**Task:** Reproduce the listing in full. Keep every character unchanged.

**Data extracts:**

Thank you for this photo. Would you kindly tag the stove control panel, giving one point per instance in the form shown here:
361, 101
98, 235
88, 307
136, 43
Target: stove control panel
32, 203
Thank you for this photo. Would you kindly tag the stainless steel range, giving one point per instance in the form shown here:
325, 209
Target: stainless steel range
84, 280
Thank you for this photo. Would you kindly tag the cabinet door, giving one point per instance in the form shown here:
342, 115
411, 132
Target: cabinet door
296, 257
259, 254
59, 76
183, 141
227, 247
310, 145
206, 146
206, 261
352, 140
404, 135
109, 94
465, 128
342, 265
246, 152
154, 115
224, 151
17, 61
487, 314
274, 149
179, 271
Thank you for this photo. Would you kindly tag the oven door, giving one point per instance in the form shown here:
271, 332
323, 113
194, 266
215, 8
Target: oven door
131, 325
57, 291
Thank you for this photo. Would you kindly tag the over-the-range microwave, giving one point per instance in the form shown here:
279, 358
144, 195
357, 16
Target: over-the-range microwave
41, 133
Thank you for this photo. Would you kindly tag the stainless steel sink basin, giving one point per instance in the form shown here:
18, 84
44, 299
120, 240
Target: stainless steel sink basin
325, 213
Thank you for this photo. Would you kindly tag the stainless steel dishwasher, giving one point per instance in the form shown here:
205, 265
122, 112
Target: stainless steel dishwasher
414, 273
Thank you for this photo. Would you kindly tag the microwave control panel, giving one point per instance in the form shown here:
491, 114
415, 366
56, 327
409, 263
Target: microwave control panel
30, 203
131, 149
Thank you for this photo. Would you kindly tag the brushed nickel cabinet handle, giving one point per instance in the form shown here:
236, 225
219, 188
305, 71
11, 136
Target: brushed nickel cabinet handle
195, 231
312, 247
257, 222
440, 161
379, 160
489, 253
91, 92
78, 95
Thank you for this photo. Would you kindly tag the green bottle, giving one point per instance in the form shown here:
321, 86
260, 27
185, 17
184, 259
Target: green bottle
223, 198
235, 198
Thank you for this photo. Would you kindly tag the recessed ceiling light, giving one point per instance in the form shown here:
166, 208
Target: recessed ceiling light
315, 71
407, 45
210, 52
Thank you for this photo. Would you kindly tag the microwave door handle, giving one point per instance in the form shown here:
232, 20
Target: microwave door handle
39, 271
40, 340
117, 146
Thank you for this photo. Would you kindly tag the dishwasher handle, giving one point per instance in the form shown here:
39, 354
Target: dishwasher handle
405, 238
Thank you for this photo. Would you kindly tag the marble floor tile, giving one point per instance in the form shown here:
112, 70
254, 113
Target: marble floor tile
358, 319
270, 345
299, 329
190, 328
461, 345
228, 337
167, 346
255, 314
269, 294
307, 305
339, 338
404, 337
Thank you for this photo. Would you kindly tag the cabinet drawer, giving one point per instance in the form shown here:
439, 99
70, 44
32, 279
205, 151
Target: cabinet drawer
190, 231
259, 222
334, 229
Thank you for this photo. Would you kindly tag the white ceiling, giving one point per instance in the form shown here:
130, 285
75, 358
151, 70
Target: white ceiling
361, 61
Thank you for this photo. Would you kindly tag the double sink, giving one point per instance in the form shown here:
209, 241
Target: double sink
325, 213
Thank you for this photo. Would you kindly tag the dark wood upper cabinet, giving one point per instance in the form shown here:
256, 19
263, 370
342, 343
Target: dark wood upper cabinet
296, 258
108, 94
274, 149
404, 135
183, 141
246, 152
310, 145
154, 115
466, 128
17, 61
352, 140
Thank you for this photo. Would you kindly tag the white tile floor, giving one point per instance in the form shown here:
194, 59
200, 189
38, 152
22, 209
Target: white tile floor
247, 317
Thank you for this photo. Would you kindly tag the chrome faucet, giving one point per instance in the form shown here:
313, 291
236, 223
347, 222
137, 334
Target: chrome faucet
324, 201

**Result for this task:**
Thank you for this photo. Would you kindly tag the stove control panel, giving one point per instance in the form shown here:
361, 101
98, 235
88, 307
136, 43
Target: stove control panel
32, 203
Thank you for this photo. Would you kindly tag the stainless steel range, giving one point per instance in the form shown here:
325, 209
Target: stainless steel range
84, 280
Thank you for this photo. Would you kindly tag the cabinet door, giving one point per instance in the form shown here:
342, 115
411, 132
Target: cabinet door
296, 257
259, 254
59, 76
183, 141
227, 247
310, 145
206, 146
206, 261
352, 140
404, 135
109, 94
465, 128
342, 265
246, 152
154, 115
224, 151
17, 61
487, 314
274, 149
179, 271
Thank you for this photo. Would you kindly tag the oven door, giving one point per instance in the form shown here:
271, 332
323, 113
194, 266
215, 8
Target: oven door
131, 325
57, 291
Thank you for this photo. Would you kindly tag the over-the-range microwave, giving one point per instance in the form shown here:
279, 358
144, 195
357, 16
Target: over-the-range microwave
41, 133
Thank you for this photo. Would you kindly tag the stainless steel sink basin, giving one point per instance in the form shown here:
18, 84
44, 299
120, 240
Target: stainless steel sink basin
325, 213
Thank you for this photo. Would you kindly tag the stainless steel dishwasher, giving one point per instance in the form shown here:
205, 265
122, 112
Target: stainless steel dishwasher
414, 273
Thank you for this photo. Would you kindly tag the microwave control panel, giving one point per instance in the form shown here:
491, 114
415, 366
56, 327
409, 263
Target: microwave control panel
30, 203
131, 149
Thank you for this photo. Would you kindly tag the brushed nickel cabinet handle, giving one point per instance in the form shown here:
236, 225
219, 188
305, 71
11, 136
Target: brushed nickel cabinet handle
195, 231
312, 247
257, 222
440, 161
379, 160
489, 253
91, 92
78, 95
Thank you for this photo. Would you kindly tag the green bottle, giving one point per instance in the form shown here:
321, 86
260, 27
185, 17
184, 259
Target: green bottle
223, 198
235, 198
Thank you for this photo. Would you kindly tag the recessed ceiling light, giving one point per instance in the form shown here:
166, 208
Target: recessed ceiling light
315, 71
407, 45
210, 52
Thank you for this photo. Would you kindly tag the microwave door handle, giving one point per instance in the form shown here:
232, 20
Target: microwave door handle
39, 271
40, 340
117, 146
Thank you for this photo. Would you kindly tag the dishwasher handle, giving one point per instance in the form shown here:
39, 354
Target: dishwasher handle
405, 238
Thank you for this photo. Would you kindly tag the marble floor tile, giving one point per instance in the form shown here:
112, 70
254, 113
Target: marble floor tile
358, 319
270, 345
299, 329
190, 328
461, 345
228, 337
167, 346
255, 314
269, 294
307, 305
339, 338
404, 337
Thank you for this photo. Would you kindly tag the cabinet drawer, giving one point per instance in the form shown here:
439, 99
70, 44
32, 279
205, 151
Target: cabinet drawer
190, 231
259, 222
334, 229
Thank you for this photo. Would you kindly tag the white ceiling, giving one point per instance in the form shown here:
130, 285
75, 358
151, 70
Target: white ceiling
361, 61
Thank you for this photo. Would you kindly tag the double sink, giving one point per instance in the form shown here:
209, 241
Target: double sink
325, 213
Thank you for this photo. Would you kindly tag the dark wood upper cabinet, giving one point per instance in the form shown here:
256, 19
263, 370
342, 343
Target: dark wood upper cabinet
296, 258
108, 94
274, 149
404, 135
183, 141
246, 152
310, 145
154, 115
466, 128
17, 61
352, 140
Thank you for this photo. Would you kindly tag the white tile floor, giving one point per instance in the form shown here:
194, 59
200, 189
38, 152
22, 209
Target: white tile floor
247, 317
Thank you for this photo. Would you kindly tag the chrome faucet, giving one point per instance in the form shown here:
313, 291
236, 223
347, 222
137, 334
Target: chrome faucet
324, 201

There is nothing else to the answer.